Find every line of the data that contains the string "summit" and copy each of those lines in full. Matching is case-sensitive.

### [Input for this task]

-- -- --

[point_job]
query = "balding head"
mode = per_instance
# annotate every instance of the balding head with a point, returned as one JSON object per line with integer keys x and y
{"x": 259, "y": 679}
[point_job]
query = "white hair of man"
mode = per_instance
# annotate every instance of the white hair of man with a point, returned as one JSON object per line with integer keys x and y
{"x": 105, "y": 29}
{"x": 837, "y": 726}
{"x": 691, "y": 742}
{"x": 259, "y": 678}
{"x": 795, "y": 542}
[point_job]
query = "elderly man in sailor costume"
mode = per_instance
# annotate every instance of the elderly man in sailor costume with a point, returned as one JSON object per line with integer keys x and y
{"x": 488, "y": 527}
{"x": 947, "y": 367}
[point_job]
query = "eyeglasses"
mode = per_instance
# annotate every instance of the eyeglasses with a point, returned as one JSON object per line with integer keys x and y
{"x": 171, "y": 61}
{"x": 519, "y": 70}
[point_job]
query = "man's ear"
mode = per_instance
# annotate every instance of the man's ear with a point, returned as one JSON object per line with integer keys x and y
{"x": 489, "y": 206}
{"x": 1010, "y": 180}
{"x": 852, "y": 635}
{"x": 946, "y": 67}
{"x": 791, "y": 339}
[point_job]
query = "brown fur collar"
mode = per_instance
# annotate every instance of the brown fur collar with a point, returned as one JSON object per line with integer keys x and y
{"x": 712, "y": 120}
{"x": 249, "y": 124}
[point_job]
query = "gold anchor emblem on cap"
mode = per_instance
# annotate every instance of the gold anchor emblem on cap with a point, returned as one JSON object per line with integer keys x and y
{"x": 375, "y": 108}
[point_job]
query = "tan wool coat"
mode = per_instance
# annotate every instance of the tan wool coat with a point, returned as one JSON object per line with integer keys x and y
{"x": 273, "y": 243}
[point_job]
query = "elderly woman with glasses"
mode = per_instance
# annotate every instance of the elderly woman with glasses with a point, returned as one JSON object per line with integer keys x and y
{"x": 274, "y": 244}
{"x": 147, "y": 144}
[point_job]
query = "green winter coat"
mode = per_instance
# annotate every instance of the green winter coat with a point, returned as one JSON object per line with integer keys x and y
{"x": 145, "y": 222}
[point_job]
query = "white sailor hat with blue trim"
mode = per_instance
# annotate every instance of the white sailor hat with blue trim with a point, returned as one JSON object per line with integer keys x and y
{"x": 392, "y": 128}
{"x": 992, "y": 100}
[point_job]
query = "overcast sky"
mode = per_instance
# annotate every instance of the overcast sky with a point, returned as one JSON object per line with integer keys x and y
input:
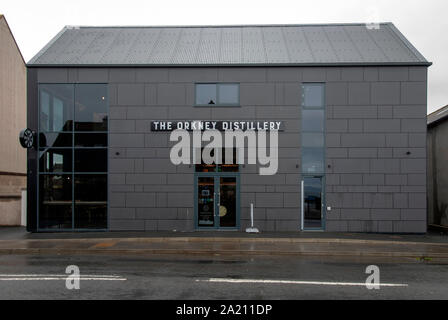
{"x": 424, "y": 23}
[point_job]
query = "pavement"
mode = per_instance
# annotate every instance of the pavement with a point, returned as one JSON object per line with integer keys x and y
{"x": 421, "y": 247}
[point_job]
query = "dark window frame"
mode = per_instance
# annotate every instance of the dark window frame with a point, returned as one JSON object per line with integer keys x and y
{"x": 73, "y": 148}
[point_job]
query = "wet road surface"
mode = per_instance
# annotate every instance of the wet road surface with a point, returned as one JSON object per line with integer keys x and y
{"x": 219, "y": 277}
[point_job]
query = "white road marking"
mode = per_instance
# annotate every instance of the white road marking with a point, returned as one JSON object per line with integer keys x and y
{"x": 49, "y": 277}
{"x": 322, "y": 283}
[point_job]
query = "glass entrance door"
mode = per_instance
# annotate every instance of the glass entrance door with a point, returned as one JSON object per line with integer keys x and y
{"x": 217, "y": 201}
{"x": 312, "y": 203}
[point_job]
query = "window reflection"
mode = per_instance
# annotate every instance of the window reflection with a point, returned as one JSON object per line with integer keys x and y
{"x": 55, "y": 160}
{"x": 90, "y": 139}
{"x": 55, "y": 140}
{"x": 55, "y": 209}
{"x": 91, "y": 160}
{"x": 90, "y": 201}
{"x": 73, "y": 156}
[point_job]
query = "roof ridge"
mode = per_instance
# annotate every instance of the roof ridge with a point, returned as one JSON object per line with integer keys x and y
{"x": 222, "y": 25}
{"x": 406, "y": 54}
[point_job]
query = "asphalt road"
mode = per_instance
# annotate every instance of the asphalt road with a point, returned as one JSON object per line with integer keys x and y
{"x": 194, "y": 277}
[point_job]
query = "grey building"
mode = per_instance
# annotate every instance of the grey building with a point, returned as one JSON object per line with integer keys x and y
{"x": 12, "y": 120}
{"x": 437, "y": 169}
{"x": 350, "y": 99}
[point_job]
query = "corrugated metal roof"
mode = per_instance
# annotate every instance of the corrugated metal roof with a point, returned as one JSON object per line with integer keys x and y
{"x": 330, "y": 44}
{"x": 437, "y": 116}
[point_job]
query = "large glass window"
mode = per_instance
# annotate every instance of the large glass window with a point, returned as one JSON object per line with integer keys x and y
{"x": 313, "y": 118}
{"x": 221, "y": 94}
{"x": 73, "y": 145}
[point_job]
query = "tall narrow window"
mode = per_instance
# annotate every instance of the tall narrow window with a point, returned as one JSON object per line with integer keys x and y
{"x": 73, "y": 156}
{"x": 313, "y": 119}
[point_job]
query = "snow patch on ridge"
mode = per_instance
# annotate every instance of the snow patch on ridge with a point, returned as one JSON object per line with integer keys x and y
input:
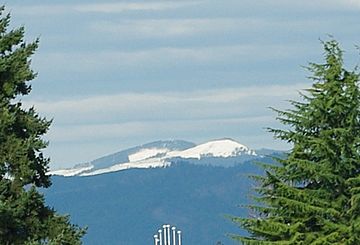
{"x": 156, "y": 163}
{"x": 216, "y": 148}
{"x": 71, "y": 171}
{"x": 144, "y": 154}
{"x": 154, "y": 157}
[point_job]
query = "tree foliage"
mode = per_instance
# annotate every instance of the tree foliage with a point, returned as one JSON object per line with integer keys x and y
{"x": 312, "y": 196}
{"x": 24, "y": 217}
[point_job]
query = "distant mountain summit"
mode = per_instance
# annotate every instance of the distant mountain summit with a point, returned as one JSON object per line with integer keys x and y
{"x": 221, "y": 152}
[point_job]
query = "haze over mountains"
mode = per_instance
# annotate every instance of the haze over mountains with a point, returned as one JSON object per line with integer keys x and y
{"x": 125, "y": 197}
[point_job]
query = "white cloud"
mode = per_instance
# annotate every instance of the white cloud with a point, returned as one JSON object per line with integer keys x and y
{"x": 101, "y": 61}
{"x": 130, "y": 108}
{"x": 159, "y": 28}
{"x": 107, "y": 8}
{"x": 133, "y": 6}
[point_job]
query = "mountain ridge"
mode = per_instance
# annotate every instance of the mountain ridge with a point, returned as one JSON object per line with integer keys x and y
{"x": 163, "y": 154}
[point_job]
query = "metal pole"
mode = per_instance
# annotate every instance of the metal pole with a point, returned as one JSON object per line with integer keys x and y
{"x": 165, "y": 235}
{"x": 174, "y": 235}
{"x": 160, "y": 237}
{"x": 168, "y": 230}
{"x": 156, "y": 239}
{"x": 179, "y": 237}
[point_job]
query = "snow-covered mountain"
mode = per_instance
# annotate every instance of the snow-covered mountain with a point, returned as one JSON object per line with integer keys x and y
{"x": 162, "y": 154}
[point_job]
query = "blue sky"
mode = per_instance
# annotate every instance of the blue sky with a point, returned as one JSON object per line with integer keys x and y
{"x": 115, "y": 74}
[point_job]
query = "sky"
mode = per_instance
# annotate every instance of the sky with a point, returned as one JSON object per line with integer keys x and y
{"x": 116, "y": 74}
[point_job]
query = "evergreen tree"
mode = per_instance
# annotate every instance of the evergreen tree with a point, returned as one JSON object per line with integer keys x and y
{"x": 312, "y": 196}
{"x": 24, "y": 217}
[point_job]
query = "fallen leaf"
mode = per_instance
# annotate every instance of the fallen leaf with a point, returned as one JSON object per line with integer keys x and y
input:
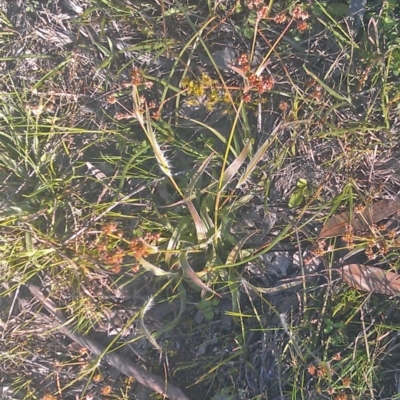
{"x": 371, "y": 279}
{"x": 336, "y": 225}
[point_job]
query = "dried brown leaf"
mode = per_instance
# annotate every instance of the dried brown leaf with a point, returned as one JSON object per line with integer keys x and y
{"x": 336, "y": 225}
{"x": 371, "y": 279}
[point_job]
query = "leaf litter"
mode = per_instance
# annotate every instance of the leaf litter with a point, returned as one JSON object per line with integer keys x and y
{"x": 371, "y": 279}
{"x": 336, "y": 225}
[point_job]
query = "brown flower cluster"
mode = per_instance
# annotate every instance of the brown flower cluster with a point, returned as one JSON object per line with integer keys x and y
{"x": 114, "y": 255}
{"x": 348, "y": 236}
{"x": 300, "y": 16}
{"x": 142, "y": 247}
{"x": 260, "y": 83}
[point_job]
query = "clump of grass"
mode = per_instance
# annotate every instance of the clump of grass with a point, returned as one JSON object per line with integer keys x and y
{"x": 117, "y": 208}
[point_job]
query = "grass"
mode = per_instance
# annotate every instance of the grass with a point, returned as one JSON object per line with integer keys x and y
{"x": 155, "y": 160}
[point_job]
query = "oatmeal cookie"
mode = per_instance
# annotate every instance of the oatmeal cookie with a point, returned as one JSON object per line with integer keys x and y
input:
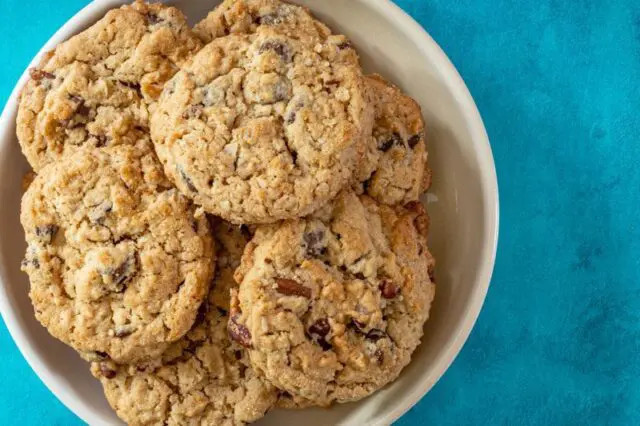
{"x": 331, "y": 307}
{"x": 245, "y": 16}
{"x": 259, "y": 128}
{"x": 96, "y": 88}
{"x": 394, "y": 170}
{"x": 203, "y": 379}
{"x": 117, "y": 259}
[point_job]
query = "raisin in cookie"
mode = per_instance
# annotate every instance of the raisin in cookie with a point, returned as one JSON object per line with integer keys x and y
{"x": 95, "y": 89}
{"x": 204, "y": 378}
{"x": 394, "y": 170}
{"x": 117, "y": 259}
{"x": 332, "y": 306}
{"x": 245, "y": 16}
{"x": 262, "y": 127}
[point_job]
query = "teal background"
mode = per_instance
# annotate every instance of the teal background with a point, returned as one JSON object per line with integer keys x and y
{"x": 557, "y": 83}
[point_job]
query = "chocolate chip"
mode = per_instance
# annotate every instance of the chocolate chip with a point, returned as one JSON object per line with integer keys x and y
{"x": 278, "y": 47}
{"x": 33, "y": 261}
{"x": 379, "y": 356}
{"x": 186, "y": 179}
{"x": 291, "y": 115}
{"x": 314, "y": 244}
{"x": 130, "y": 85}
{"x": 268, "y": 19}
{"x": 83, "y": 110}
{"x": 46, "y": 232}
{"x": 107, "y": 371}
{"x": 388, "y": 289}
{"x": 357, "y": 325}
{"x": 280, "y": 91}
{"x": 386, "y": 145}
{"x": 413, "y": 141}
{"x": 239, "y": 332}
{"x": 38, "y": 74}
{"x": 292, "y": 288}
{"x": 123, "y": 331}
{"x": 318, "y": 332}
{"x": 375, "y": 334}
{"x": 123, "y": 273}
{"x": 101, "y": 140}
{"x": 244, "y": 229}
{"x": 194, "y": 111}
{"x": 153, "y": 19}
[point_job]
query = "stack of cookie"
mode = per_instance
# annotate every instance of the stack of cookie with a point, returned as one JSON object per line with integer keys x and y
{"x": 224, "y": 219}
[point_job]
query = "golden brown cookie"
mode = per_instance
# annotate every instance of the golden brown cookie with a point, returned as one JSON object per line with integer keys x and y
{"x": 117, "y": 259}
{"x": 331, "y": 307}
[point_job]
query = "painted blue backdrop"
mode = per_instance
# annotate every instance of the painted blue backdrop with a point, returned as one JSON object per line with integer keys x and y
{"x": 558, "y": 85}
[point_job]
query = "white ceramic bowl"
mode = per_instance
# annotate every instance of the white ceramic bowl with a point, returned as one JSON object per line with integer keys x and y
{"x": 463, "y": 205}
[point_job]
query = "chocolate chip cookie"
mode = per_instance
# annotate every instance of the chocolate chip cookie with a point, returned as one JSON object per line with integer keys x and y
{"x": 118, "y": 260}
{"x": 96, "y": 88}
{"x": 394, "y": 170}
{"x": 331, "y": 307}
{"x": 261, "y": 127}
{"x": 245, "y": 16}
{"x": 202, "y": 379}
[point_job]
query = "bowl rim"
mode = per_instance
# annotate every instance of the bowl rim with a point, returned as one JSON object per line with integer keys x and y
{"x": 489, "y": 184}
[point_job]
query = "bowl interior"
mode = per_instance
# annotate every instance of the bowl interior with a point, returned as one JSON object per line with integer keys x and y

-- -- --

### [Output below]
query = "distant mountain summit"
# annotate every instance of the distant mountain summit with a point, returned as one JSON object per line with integer keys x and y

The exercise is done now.